---- Text excerpt

House Budget Committee Chairman Paul Ryan (R-Wis.) laid down a marker with his proposal to cut the U.S. budget deficit by $4.4 trillion over 10 years. Ryan’s bold plan focuses on curtailing entitlements such as Medicare and Medicaid, while sparing the from cuts and the rich from tax hikes.
U.S. President Barack Obama fired back on April 13 with his own plan to reduce government borrowing by $4 trillion over 12 years. But the Democratic leader’s proposal would both raise taxes on the wealthy and cut security spending — to the tune of $400 billion.
If the debate stays within those two goal posts, the outcome should be manageable for defense contractors. Bernstein Research analyst Douglas Harned notes that even if Obama’s $400 billion cut prevails, it would be spread over a dozen years. The result, Harned calculates, is that the baseline defense budget would decline by about 0.5% a year after adjusting for inflation. That’s hardly draconian, and much lower than the deep cuts in military spending seen in the U.K.

--------
---- Listed entries

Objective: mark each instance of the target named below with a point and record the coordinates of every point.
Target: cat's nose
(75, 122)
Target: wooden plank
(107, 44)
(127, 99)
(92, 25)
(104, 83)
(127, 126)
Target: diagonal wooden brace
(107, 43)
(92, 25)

--------
---- Listed entries

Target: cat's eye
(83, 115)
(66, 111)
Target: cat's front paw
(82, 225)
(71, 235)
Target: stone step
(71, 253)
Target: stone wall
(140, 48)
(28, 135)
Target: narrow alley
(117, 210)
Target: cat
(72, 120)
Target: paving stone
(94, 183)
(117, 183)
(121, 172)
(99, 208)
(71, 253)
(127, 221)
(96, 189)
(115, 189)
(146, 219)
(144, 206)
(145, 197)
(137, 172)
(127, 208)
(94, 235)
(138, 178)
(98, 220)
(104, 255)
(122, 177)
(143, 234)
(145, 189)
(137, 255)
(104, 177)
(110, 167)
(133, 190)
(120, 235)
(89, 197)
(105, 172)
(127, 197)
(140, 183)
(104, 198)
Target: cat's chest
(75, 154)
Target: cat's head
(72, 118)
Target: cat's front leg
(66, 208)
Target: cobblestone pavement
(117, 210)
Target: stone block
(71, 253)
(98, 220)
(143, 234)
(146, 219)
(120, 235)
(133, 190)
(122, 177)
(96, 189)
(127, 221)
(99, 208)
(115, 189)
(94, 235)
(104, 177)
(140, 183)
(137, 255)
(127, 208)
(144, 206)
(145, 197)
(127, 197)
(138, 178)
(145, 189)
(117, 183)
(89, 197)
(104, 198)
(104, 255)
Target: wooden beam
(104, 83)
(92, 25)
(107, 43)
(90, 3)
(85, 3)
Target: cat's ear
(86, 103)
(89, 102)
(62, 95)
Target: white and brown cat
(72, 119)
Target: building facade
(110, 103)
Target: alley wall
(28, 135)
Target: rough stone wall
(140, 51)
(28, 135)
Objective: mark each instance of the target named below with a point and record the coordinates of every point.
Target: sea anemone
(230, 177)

--------

What to work on
1. Edit the deficit article, starting with "House Budget Committee" and going on through "from tax hikes.", and replace "curtailing" with "reducing".
2. According to the deficit article, by about how much would the baseline defense budget decline each year after adjusting for inflation?
The records are not needed for either task.

Problem solutions
1.
House Budget Committee Chairman Paul Ryan (R-Wis.) laid down a marker with his proposal to cut the U.S. budget deficit by $4.4 trillion over 10 years. Ryan’s bold plan focuses on reducing entitlements such as Medicare and Medicaid, while sparing the from cuts and the rich from tax hikes.

2. About 0.5% a year.